>> Begin PROVIDED TEXT
# How much is this worth?



## Du520 (Jul 8, 2009)

What do you guys think?

http://www.realtor.ca/propertyDetails.aspx?propertyId=8454117

mls: C1655026 

What would you pay for this area?

Thanks,


----------



## coin purse (Jul 3, 2009)

It looks like a nice pad in a great location. The one thing I couldn't tell from the photos was what floor it was on. 

Was the view from the balcony not shown for a reason?


----------



## Du520 (Jul 8, 2009)

Hey,

It's ground level surrounded by a courtyard & about 15 similar units. It has its own patio that can easily fit some furniture, a table, and a barbecue. It's got its own entrance from the courtyard. I think it's classified as a "condo townhome" which is how I saw it listed on a realtor's webiste.

Thanks,


----------



## Maltese (Apr 22, 2009)

I have no idea what the condo is worth but maintenance fee of $570/month is pretty high. This amount is in addition to what you'd pay for taxes.


----------



## Sampson (Apr 3, 2009)

You'll want to investigate the condo fees further. Such high fees from a presumably newer building (looking at exterior condition) can be a very bad sign. It could mean that there are repairs that require funding in the near future, or the condo reserve fund is underfunded.

Condo fees will also be higher with more common areas, swimming pools, elevators, gyms etc, but if that building doesn't have those, you'll want to check it out.

If you plan on making an offer, make sure your realtor gets copies of the condo board AGM and normal meetings, get a copy of the last condo reserve fund study, financial audits, annual budgets and all other pertinent documents. Then carefully read through them and make sure there aren't any major problems/repairs in the works.


----------



## MoneyGal (Apr 24, 2009)

Slightly OT: one of the problems I have with condo fees (or perhaps I should phrase that as one of the issues I see with condo fees) is that when you own a home, you can make your own choices about repairing and renovating, including delaying or not undertaking those repairs. 

However, when you are a condo owner, those choices are largely out of your control - you are required to essentially fund a reserve fund for the corporation to draw on for repairs. 

I'm not suggesting it is a *good* idea to delay or avoid repairs to a house or any other building -- I just think of condo fees as not just forced savings, but savings over which you personally have little control.


----------



## HaroldCrump (Jun 10, 2009)

IOW, it's a slush fund for the property management company - part of it finances its overheads and the other part must be disappearing under "expense" accounts of certain nature.
When the properties are new, relatively few repairs would be required.
By the time a property ages enough to require regular and heavy maintenance, the fees would anyway have gone by several times in the meantime.
For a new-ish complex, the fees are just another form of "tax" - one more person/agency to dip into your pocket.


----------



## Cal (Jun 17, 2009)

The asking price is probably reasonable....not that I would pay that much for a 1 bedroom.....

but the condo fee....$570 per month....thats $570 per month that could go towards your mortgage.


----------



## OhGreatGuru (May 24, 2009)

Real estate is only 'worth' what people are willing to pay for it. Given the location in the middle of downtown Toronto the price is not shocking. Condo fee seems high, but I have no idea what the going rate is for condos in that location. You might inquire further as to what services are included in that fee - parking for instance?


----------



## iherald (Apr 18, 2009)

The maintence fees are about 50c per square foot. Not amazing, but not terrible.


----------
>> End PROVIDED TEXT
>> Begin ENTRIES SHOWN
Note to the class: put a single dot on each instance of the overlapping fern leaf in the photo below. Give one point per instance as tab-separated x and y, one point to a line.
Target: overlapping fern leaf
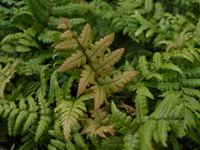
96	66
6	74
97	126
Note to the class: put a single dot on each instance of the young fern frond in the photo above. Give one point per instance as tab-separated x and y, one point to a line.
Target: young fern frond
70	112
6	74
97	126
96	65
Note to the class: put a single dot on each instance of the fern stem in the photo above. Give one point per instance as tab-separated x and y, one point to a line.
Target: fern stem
44	114
47	19
87	58
3	74
40	137
73	136
152	71
184	107
37	10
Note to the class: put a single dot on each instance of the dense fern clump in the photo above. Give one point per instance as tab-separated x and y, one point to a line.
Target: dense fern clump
100	75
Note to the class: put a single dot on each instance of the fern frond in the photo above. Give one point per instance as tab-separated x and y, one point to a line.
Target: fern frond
87	77
143	64
184	54
168	86
76	59
191	82
12	118
148	5
32	116
70	111
158	11
68	44
100	46
157	59
109	60
131	141
141	102
156	75
113	143
118	81
44	120
171	66
140	30
85	36
21	116
5	75
99	95
97	126
123	123
78	138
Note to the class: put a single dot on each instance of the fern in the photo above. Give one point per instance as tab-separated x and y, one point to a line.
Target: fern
94	70
70	112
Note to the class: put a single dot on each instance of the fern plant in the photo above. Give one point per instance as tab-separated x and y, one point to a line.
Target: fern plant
73	94
96	72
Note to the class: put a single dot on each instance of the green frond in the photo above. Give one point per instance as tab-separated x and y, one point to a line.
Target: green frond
52	87
162	111
99	47
58	92
141	103
143	64
131	141
184	54
192	73
140	30
8	48
171	66
21	48
167	77
157	59
76	59
191	92
188	122
108	61
86	78
148	5
146	134
194	135
174	141
12	118
99	95
85	36
70	111
31	117
5	75
57	144
118	81
191	82
169	86
123	123
156	75
69	9
142	20
44	120
150	33
113	143
78	138
21	116
158	11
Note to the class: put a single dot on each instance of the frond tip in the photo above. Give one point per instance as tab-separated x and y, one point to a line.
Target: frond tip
97	126
70	111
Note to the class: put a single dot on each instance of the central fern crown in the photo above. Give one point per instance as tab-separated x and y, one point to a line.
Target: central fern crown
97	67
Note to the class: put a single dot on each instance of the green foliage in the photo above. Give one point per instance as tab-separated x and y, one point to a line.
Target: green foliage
>> End ENTRIES SHOWN
### [TASK SET]
1/ In the condo thread, why does Sampson say high fees on a seemingly newer building can be a very bad sign? Answer in one to three sentences.
2/ Check each statement against the condo thread. Answer yes or no, and quote the words from the thread that settle it.
(a) Du520 says the unit is at ground level.
(b) Maltese says the $570 monthly maintenance fee already covers taxes.
(c) iherald calls the maintenance fees terrible.
These records have nothing to do with the condo thread.

### [ANSWERS TO THE TASKS]
1/ Such high fees could mean that repairs needing funding are coming up soon. They could also mean that the condo reserve fund is underfunded.

2/
(a) Yes: "It's ground level surrounded by a courtyard & about 15 similar units."
(b) No: "This amount is in addition to what you'd pay for taxes."
(c) No: "Not amazing, but not terrible."